Segmentation mask data
━━━━━━
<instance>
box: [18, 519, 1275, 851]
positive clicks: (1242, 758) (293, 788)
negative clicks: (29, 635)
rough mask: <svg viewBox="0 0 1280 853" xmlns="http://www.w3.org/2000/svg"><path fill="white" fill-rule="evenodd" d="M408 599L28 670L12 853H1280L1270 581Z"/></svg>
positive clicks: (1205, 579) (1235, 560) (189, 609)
━━━━━━
## Work task
Where the line containing "positive clicks: (1242, 758) (293, 788)" appears in the records above, begin copying and continue through the last line; copy each line exactly and include no others.

## Response to this exercise
positive clicks: (1242, 758) (293, 788)
negative clicks: (29, 635)
rough mask: <svg viewBox="0 0 1280 853" xmlns="http://www.w3.org/2000/svg"><path fill="white" fill-rule="evenodd" d="M408 599L28 670L12 853H1280L1270 581Z"/></svg>
positive clicks: (1205, 579) (1235, 560) (189, 609)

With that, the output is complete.